• _WORK REQUIRED_
Write out everything from the line containing "locate white plastic fork" down through the last of the rows below, both ends included, without changing a character.

• _INPUT FOR THIS TASK_
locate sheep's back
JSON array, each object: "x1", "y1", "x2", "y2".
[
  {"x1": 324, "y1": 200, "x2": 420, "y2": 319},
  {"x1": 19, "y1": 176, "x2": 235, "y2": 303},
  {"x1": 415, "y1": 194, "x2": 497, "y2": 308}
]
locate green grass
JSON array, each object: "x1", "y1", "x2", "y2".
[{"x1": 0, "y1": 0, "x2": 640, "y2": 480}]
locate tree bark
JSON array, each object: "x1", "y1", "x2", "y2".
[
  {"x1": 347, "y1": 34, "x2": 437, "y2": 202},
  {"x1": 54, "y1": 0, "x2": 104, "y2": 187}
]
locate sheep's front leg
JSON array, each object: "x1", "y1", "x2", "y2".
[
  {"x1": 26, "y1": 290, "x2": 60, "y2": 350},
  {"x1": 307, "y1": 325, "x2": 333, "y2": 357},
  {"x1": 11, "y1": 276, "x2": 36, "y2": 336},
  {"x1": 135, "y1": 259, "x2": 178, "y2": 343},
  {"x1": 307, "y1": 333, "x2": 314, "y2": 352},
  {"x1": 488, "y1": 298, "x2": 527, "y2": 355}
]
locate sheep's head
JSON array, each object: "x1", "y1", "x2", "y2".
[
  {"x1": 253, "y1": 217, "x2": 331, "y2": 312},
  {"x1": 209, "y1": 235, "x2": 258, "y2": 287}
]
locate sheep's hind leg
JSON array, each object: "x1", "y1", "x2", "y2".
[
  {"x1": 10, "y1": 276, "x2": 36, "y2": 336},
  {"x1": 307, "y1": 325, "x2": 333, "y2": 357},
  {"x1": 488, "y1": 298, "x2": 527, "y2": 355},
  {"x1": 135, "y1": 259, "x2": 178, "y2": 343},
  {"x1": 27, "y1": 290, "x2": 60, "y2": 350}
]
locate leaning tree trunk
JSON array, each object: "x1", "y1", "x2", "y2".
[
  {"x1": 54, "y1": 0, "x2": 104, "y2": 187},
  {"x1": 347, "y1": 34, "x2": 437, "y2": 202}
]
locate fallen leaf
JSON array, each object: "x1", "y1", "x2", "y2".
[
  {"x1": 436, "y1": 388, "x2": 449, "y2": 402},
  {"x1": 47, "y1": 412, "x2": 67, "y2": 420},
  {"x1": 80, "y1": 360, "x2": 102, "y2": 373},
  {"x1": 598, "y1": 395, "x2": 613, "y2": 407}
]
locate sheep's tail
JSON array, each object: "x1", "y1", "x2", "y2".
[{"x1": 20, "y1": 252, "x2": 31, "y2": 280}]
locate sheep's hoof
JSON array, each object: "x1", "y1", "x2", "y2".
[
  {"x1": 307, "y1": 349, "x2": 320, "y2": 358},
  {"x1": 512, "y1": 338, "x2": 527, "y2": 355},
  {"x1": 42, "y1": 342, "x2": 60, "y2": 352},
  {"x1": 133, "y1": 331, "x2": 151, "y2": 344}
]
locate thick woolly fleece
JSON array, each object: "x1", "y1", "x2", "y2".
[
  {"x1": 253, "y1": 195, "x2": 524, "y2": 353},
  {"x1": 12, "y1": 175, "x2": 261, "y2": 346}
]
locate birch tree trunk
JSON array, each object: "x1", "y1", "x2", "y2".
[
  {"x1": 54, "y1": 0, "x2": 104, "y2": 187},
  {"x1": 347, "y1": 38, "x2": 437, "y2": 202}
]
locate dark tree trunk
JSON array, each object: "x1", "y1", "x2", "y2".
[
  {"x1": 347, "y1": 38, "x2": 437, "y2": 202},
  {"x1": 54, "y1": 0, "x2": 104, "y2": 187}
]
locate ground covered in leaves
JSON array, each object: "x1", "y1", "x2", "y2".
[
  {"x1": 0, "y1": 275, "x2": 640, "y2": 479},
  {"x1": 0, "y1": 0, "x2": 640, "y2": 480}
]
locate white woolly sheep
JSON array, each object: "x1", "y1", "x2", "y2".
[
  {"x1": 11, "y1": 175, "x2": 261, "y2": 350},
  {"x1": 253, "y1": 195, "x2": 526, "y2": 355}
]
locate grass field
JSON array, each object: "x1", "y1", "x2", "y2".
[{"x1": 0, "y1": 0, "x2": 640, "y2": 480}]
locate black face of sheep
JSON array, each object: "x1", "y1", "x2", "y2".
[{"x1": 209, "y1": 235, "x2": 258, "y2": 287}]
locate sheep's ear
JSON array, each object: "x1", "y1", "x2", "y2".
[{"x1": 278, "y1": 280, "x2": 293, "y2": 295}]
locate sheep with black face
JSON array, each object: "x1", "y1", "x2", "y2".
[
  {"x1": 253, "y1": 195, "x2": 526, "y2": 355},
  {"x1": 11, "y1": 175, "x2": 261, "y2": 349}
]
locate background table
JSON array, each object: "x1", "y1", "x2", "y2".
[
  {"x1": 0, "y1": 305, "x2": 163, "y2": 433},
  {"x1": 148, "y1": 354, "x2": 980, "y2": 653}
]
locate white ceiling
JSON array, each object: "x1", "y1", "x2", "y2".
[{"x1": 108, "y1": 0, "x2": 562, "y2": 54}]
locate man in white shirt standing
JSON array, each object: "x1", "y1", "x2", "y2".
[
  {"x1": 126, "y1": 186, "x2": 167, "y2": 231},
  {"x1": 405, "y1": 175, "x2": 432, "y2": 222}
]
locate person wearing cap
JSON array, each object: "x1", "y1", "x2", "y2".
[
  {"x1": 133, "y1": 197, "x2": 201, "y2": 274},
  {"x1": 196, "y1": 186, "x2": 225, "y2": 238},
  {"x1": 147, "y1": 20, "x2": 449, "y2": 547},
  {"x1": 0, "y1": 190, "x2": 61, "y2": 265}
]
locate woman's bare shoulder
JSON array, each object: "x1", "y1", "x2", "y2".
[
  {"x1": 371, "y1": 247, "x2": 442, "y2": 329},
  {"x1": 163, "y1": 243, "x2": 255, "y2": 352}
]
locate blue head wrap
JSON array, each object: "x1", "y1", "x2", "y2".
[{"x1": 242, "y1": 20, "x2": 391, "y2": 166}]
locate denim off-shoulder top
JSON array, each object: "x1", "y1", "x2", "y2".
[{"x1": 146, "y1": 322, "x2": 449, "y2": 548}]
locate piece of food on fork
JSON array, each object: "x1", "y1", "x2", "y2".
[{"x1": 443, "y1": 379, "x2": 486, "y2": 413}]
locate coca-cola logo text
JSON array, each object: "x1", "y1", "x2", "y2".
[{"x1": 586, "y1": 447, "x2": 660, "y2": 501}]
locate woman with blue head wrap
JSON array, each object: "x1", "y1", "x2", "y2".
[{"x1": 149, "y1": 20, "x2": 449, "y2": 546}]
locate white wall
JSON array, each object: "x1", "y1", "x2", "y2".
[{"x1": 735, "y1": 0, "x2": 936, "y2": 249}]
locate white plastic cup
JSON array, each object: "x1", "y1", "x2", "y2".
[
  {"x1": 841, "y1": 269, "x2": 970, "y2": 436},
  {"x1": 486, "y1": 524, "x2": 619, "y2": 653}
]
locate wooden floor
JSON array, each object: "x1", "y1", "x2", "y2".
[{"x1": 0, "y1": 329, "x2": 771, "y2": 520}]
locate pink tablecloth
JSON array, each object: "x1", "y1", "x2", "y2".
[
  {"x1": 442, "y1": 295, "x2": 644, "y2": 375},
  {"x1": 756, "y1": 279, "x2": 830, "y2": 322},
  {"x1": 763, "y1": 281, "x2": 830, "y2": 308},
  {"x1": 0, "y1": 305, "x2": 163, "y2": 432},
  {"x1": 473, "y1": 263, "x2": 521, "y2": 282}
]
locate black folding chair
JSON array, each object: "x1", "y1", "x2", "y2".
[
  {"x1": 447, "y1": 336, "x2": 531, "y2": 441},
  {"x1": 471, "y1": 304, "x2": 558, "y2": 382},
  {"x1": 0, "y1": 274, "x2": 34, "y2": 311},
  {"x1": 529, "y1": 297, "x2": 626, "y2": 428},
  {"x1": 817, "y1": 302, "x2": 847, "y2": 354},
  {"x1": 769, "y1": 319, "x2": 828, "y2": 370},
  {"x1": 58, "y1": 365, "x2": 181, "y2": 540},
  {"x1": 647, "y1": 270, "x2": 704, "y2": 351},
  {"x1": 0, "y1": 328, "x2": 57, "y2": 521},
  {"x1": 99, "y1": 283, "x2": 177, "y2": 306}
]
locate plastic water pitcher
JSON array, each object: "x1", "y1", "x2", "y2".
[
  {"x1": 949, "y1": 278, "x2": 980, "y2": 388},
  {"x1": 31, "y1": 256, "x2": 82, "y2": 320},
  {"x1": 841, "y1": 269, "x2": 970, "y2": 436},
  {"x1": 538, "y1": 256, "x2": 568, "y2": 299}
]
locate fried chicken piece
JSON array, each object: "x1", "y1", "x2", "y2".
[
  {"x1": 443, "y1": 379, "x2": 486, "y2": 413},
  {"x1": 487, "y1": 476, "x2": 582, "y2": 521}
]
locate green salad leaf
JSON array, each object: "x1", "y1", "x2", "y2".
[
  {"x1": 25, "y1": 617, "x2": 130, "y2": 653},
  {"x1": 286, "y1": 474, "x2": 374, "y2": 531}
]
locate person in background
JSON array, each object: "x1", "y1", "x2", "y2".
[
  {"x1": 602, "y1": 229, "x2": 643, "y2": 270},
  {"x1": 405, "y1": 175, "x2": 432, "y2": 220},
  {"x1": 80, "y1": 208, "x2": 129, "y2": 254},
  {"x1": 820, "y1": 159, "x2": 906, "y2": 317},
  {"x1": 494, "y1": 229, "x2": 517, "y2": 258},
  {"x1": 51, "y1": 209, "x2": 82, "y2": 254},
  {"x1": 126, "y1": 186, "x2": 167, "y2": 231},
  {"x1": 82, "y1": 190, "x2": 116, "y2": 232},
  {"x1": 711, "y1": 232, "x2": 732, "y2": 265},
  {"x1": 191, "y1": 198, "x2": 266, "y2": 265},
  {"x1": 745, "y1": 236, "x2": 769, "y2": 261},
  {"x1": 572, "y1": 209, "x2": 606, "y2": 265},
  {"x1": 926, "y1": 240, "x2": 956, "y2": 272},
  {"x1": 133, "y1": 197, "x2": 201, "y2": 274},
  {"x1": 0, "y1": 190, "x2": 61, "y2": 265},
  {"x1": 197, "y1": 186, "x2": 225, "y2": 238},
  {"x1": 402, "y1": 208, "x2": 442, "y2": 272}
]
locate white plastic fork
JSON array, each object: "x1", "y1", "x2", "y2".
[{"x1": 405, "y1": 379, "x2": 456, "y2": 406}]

• _WRITTEN ANSWER_
locate white plastic fork
JSON array, each object: "x1", "y1", "x2", "y2".
[{"x1": 405, "y1": 379, "x2": 456, "y2": 406}]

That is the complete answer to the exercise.